- EXPLORE THE MATERIAL
- 1) Copy the part of the text on the nano-sized cell heat sensor that opens with the words containing "Tiny flat sensors" and closes with "of cancer cells.", reproducing it word for word.
- 2) Carry on the text about the nano-sized sensor that measures heat in cells, picking up right after its last sentence.

Nano-Sized Sensor: Feeling the Heat in Cells
- The gallium nitride nanomembrane (GaN NM) is shown attached to a cell. When a pulsed laser is directed onto the nanomembrane, heat is transferred to the cell via a gold microdisc. By monitoring the emitted photoluminescent light (blue arrows), the researchers can calculate the thermal transport properties of the cell. (Image: © 2016 KAUST Rami ElAfandy)
Tiny flat sensors that stick to the surface of living cells can provide detailed measurements of heat transfer at the cell surface. Developed at KAUST, these new sensors resolve some of the practical challenges of working with these tiny cells as well as enable novel diagnostic techniques. The results have been published in the journal Small.
Professor Boon Ooi, his Ph.D. student Rami Elafandy and co-workers developed these sensor devices from gallium nitride nanomembranes that are just 40 nanometers thick. They also show that the sensors can identify different types of cancer cells.
ElAfandy explains that optical, mechanical and electrical properties of living cells have been extensively studied and yet there is little data of their thermal properties, mainly because of the challenges of working with tiny cell volumes and irregular cellular shapes.

- AVAILABLE DATA
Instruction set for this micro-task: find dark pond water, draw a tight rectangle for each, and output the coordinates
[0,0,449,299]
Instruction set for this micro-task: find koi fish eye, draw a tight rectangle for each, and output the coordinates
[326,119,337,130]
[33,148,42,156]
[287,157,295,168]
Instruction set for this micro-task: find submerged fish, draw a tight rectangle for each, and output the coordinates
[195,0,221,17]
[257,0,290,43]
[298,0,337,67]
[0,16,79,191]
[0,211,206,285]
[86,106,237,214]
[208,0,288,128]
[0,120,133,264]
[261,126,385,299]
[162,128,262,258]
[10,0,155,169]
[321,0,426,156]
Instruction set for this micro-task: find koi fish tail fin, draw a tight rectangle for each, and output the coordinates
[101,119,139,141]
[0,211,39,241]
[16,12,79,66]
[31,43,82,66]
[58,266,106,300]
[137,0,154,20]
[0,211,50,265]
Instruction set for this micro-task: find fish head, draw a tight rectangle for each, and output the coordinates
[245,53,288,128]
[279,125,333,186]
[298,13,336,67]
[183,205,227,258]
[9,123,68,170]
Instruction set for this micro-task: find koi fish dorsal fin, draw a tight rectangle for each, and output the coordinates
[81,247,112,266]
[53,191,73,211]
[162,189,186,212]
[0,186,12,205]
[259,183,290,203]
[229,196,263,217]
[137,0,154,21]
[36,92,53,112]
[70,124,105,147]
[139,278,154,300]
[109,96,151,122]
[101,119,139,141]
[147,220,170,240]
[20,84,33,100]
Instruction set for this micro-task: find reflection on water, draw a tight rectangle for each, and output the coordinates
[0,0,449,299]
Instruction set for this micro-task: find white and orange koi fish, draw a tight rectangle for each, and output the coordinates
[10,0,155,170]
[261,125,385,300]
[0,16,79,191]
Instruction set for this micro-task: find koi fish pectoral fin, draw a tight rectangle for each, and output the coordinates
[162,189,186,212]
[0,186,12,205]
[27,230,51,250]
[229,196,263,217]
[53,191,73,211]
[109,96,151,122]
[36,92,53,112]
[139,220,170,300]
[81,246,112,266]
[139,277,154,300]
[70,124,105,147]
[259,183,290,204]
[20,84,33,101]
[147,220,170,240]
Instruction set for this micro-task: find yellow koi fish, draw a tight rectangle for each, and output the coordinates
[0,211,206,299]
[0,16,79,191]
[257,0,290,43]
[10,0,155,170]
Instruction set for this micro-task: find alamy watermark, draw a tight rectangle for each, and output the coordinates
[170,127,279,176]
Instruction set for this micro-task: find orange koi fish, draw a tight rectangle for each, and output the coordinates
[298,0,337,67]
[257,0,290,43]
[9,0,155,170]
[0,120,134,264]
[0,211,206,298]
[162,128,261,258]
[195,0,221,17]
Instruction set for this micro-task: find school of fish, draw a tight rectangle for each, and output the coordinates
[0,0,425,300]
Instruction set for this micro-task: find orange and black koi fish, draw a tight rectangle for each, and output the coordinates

- ANSWERS TO THE TASKS
- 1)
Tiny flat sensors that stick to the surface of living cells can provide detailed measurements of heat transfer at the cell surface. Developed at KAUST, these new sensors resolve some of the practical challenges of working with these tiny cells as well as enable novel diagnostic techniques. The results have been published in the journal Small.
Professor Boon Ooi, his Ph.D. student Rami Elafandy and co-workers developed these sensor devices from gallium nitride nanomembranes that are just 40 nanometers thick. They also show that the sensors can identify different types of cancer cells.

- 2)
“Cells have irregular curved contours, meaning it’s difficult to have a firm contact with them without damaging their membranes,” said ElAfandy. “We utilized the high flexibility of nanomembranes to follow the cellular contours and minimize any temperature drops within the cell-sensor interface that would yield errors.”
After attaching the sensor to the cell surface, the researchers applied a pulsed ultraviolet laser beam, heating the nanomembrane and causing a photoluminescent emission of light at a frequency dependent on the temperature of the nanomembrane. This temperature, in turn, depended on how well the heat was transferred into the cell.
Therefore, by measuring the frequency of the photoluminescent light, the researchers could calculate not only the thermal conductivity of the cells—how well they allow heat to flow—but also the thermal diffusivity, which takes into account how well the cell stores thermal energy.
First, however, there was one practical challenge to overcome: “The lasers we use can cause fatal damage to cells and the nanomembranes are too thin to absorb all of the hazardous laser light,” said ElAfandy. “We solved this by inserting a thin gold disc between the nanomembrane and the cell to absorb all the laser radiation transmitted while allowing heat to diffuse from the nanomembrane to the cell.”
During tests, the researchers identified strong differences in thermal diffusivity between breast and cervical cancer cells as well as between sub-types of breast cancer cells.
“Our devices are unusual in that they measure thermal conductivity and diffusivity simultaneously to yield a better description of heat transport within cells,” said Ooi.
“We hope to increase the spatial resolution to scan within cells and collect information on individual cellular organelles. With some major modifications, one day it might even be possible to measure thermal transport within the human body.”